Two Pittsburgh Pirates trades of note and four former players born on this date. A current Pirates pitcher is celebrating a birthday today as well. Clay Holmes turns 28 today. He will get a bio once he is a former player.
On this date in 2002, the Pittsburgh Pirates sent reliever Damaso Marte and minor league infielder Edwin Yan to the Chicago White Sox in exchange for minor league starter Matt Guerrier. Yan was 20 years old at the time of the trade. He had just played his first full season in 2001 and hit .283 with 56 steals for Low-A Hickory. Marte was a 27-year-old reliever, who had a 4.71 ERA in 36.1 innings for the Pirates in 2001, which was his first full season in the majors. Guerrier, at age 22 in 2001, went 18-4, 3.30 in 27 starts split between Double-A and Triple-A. He would pitch two years at Triple-A before the Pirates put him on waivers in November of 2003. He ended up pitching 555 Major League games over 11 seasons, twice leading the AL in games pitched while with the Minnesota Twins. The Pirates eventually got Marte back, but not until after he pitched four seasons out of the White Sox bullpen, where he posted a 2.78 ERA in 279 games. Yan played pro ball for 15 years, but never made the majors.

========

Summarize the Pirates trade article in two sentences.

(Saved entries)
========

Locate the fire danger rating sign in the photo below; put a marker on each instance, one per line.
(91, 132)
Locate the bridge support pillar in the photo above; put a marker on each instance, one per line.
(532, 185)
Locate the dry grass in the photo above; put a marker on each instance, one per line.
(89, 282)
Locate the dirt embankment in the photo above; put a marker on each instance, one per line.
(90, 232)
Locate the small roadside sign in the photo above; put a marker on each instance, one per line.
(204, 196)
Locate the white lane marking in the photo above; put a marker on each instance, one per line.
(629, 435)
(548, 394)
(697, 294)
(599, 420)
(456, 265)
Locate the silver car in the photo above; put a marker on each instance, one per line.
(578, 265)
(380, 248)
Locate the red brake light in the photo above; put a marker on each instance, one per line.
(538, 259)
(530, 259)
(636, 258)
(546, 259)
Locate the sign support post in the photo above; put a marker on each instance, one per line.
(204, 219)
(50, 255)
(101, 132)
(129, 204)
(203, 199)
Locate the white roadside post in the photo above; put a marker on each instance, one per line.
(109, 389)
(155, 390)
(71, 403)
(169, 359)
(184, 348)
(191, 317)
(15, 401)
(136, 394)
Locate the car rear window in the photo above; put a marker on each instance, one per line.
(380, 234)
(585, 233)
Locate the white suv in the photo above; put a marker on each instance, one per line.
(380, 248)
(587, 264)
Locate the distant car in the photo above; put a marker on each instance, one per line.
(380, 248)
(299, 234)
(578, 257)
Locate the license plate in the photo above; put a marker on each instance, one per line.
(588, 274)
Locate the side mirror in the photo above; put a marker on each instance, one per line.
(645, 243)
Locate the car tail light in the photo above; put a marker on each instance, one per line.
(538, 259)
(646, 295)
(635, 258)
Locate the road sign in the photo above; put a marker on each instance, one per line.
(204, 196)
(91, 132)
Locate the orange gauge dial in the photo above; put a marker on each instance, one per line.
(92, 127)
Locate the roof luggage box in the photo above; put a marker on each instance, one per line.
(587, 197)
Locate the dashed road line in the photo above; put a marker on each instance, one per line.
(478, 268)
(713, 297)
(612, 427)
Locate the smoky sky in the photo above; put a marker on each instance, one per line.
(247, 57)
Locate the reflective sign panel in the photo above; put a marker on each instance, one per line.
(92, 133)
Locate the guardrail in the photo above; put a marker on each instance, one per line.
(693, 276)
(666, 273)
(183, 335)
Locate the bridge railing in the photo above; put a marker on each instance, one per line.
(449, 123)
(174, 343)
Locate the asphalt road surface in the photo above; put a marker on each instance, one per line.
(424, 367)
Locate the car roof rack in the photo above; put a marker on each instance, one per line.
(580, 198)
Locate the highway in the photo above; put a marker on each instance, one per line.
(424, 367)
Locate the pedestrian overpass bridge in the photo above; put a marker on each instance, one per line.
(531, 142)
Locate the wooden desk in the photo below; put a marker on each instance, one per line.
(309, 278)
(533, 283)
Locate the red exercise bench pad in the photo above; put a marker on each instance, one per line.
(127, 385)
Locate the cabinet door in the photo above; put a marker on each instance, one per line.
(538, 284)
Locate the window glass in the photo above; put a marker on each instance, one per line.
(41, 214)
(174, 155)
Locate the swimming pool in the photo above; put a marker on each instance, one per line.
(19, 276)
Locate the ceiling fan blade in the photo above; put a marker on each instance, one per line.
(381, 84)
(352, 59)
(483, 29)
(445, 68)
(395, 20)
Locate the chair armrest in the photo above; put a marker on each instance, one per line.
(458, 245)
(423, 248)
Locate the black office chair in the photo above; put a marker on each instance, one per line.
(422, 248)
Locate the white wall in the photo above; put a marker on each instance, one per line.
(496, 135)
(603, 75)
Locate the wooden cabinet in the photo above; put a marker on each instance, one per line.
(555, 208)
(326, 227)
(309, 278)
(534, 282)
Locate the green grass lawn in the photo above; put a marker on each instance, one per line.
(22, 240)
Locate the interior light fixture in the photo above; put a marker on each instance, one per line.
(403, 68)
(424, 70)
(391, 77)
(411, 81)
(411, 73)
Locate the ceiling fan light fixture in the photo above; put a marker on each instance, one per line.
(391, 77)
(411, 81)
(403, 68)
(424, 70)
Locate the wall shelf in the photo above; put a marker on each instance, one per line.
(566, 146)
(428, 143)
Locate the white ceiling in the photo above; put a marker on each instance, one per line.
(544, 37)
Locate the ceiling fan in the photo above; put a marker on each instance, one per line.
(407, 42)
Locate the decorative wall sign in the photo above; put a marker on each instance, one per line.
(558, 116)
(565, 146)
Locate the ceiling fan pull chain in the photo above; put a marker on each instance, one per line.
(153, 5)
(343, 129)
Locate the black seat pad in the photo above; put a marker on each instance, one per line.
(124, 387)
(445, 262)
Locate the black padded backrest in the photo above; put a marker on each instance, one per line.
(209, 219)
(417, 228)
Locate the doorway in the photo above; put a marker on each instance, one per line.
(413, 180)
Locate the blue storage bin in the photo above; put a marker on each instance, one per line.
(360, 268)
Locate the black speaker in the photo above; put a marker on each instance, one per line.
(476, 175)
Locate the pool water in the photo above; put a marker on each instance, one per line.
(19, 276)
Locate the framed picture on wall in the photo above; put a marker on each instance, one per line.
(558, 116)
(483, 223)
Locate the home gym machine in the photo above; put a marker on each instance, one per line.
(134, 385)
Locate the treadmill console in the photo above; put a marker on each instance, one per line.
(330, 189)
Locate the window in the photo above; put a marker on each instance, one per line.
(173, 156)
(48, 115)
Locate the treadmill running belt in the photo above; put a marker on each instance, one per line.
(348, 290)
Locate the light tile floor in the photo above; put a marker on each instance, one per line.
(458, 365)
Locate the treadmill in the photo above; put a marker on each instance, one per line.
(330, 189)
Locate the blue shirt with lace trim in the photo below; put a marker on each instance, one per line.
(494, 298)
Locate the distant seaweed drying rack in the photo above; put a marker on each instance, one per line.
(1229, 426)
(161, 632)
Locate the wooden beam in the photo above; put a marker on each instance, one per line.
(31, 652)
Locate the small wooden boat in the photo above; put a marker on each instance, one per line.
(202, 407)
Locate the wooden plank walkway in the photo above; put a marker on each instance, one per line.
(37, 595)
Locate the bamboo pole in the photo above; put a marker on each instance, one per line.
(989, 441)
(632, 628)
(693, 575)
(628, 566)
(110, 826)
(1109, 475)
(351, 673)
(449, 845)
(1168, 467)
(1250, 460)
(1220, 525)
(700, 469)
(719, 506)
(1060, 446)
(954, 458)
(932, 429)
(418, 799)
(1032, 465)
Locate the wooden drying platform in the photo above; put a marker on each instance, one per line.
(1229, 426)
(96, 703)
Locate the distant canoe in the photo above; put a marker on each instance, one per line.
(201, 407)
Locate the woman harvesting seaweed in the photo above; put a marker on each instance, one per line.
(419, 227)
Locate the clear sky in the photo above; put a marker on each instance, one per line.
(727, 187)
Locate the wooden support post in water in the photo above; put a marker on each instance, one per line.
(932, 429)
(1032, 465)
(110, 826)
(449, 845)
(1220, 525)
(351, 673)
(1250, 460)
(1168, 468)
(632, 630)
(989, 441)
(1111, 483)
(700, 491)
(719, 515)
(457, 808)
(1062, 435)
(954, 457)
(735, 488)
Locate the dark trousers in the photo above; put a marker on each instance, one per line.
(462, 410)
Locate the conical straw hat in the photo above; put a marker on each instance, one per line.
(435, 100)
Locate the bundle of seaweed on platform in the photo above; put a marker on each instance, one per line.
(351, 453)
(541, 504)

========

# Task answer:
On this date in 2002, the Pittsburgh Pirates sent reliever Damaso Marte and minor league infielder Edwin Yan to the Chicago White Sox for minor league starter Matt Guerrier. After the Pirates put Guerrier on waivers in November 2003, he went on to pitch 555 Major League games over 11 seasons, while Marte posted a 2.78 ERA in 279 games over four seasons with the White Sox and Yan never made the majors.